• **EXERCISE DESCRIPTION**
Print only the lines from the top of the data through the line with "Every instance of the man in white", both included, skipping every picture.

MATERIALS PROVIDED section start

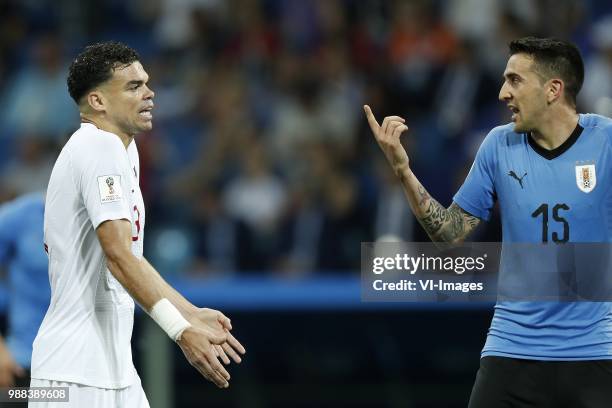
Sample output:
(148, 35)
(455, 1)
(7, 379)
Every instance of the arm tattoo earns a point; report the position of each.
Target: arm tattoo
(446, 225)
(423, 196)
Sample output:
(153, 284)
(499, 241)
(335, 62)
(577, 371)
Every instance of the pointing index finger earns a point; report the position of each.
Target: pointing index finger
(371, 119)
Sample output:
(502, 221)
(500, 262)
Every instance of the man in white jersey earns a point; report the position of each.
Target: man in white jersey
(94, 228)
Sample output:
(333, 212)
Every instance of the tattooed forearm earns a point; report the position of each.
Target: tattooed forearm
(447, 225)
(423, 196)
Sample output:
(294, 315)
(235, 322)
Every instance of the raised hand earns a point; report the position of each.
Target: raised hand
(218, 321)
(198, 346)
(387, 136)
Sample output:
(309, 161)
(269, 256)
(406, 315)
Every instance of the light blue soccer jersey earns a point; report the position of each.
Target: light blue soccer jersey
(22, 252)
(562, 195)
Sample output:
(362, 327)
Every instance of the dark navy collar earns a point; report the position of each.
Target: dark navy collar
(554, 153)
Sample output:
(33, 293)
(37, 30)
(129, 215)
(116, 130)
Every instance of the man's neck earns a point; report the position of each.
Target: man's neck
(101, 124)
(554, 131)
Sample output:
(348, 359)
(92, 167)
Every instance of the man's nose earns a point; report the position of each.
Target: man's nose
(504, 93)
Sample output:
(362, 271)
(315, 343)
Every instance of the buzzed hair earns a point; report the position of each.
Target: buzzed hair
(554, 58)
(96, 64)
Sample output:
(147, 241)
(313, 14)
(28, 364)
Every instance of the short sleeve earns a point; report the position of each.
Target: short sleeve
(9, 224)
(477, 194)
(102, 173)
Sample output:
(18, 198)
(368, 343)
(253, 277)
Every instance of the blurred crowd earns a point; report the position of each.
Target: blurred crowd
(260, 160)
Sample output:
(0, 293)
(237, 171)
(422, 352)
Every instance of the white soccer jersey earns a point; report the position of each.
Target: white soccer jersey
(85, 335)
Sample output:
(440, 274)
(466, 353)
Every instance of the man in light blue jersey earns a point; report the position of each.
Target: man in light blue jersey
(23, 256)
(550, 172)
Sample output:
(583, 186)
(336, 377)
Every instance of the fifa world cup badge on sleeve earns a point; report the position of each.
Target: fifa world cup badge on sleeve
(586, 179)
(110, 188)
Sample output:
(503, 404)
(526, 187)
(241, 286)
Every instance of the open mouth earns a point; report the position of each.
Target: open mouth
(146, 112)
(514, 111)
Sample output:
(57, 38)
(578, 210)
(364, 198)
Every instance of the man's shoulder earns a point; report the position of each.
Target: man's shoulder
(25, 202)
(502, 136)
(89, 141)
(594, 121)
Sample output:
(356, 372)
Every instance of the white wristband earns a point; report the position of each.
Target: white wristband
(167, 316)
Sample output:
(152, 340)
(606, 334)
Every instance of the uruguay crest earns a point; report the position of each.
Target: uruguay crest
(586, 179)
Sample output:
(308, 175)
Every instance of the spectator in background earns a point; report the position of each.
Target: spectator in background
(596, 95)
(256, 198)
(37, 103)
(23, 256)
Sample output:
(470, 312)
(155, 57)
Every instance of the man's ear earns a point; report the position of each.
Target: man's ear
(555, 90)
(96, 101)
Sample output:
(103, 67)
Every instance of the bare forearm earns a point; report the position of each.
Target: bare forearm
(178, 300)
(136, 279)
(441, 224)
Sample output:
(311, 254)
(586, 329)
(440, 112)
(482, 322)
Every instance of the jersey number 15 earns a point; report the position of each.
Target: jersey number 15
(543, 211)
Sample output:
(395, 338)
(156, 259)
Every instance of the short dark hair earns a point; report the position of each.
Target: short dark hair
(554, 58)
(96, 64)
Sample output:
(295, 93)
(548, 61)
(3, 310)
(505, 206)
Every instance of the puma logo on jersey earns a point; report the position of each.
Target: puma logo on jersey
(512, 174)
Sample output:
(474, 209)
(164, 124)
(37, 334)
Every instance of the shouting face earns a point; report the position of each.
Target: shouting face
(524, 91)
(128, 100)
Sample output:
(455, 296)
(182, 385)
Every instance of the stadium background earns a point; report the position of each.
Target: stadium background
(261, 177)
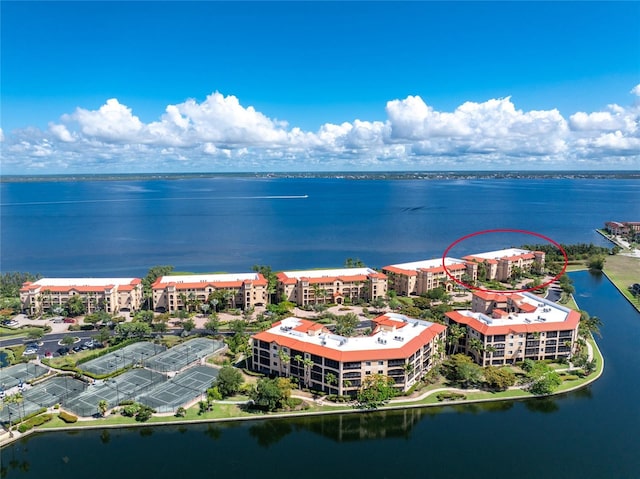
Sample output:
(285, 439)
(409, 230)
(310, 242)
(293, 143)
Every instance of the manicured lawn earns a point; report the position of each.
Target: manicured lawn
(623, 271)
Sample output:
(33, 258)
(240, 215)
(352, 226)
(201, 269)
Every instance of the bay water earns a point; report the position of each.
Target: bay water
(122, 228)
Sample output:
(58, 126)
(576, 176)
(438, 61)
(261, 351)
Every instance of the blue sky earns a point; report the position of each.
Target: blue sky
(266, 86)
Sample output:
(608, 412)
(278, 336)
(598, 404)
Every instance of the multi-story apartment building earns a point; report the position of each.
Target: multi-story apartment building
(107, 294)
(239, 290)
(418, 277)
(630, 229)
(514, 327)
(399, 347)
(499, 264)
(331, 285)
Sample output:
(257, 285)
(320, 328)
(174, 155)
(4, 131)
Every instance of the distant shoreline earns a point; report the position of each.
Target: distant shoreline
(351, 175)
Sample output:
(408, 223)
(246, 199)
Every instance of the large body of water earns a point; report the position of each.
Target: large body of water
(108, 228)
(121, 228)
(592, 433)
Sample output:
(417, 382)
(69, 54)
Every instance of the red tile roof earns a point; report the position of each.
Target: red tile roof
(404, 350)
(571, 322)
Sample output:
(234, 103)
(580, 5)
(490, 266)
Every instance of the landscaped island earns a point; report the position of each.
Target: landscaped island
(316, 341)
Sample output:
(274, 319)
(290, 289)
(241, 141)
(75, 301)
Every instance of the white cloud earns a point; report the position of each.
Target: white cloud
(220, 133)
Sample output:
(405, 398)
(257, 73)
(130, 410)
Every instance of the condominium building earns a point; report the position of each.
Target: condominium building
(513, 327)
(499, 265)
(399, 347)
(331, 285)
(418, 277)
(107, 294)
(238, 290)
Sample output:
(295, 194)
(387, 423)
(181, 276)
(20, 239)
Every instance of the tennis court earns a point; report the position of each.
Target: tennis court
(20, 373)
(137, 353)
(182, 355)
(183, 388)
(52, 391)
(127, 386)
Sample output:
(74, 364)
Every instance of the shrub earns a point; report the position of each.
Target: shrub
(450, 396)
(66, 417)
(131, 410)
(35, 421)
(144, 413)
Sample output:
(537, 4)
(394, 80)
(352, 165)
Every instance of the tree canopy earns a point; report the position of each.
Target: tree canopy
(229, 381)
(271, 394)
(376, 390)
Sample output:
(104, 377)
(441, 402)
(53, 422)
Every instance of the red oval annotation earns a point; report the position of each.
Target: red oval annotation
(478, 233)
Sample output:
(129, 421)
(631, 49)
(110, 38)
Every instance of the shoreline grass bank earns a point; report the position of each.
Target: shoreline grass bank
(230, 413)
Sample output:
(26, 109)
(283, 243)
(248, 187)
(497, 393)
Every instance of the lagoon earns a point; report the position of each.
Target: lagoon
(589, 433)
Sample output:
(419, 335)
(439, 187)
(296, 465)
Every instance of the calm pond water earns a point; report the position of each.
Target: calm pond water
(591, 433)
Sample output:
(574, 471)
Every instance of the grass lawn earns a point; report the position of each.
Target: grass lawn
(16, 333)
(623, 271)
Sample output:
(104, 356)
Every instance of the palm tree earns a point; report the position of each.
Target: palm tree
(408, 369)
(183, 300)
(298, 359)
(102, 407)
(331, 379)
(476, 345)
(316, 292)
(307, 363)
(284, 359)
(455, 334)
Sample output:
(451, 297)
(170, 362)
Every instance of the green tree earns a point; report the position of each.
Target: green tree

MATERIALS PROVIDED section end

• **WRITTEN SOLUTION**
Sample output:
(148, 35)
(455, 1)
(7, 379)
Every instance of the arm tattoo earns a point; report the position of each.
Target: arm tattoo
(446, 225)
(423, 196)
Sample output:
(153, 284)
(499, 241)
(335, 62)
(577, 371)
Every instance of the pointing index finger earns a point; report the position of each.
Target: pointing index finger
(371, 119)
Sample output:
(502, 221)
(500, 262)
Every instance of the man in white jersey earns a point; report the position of each.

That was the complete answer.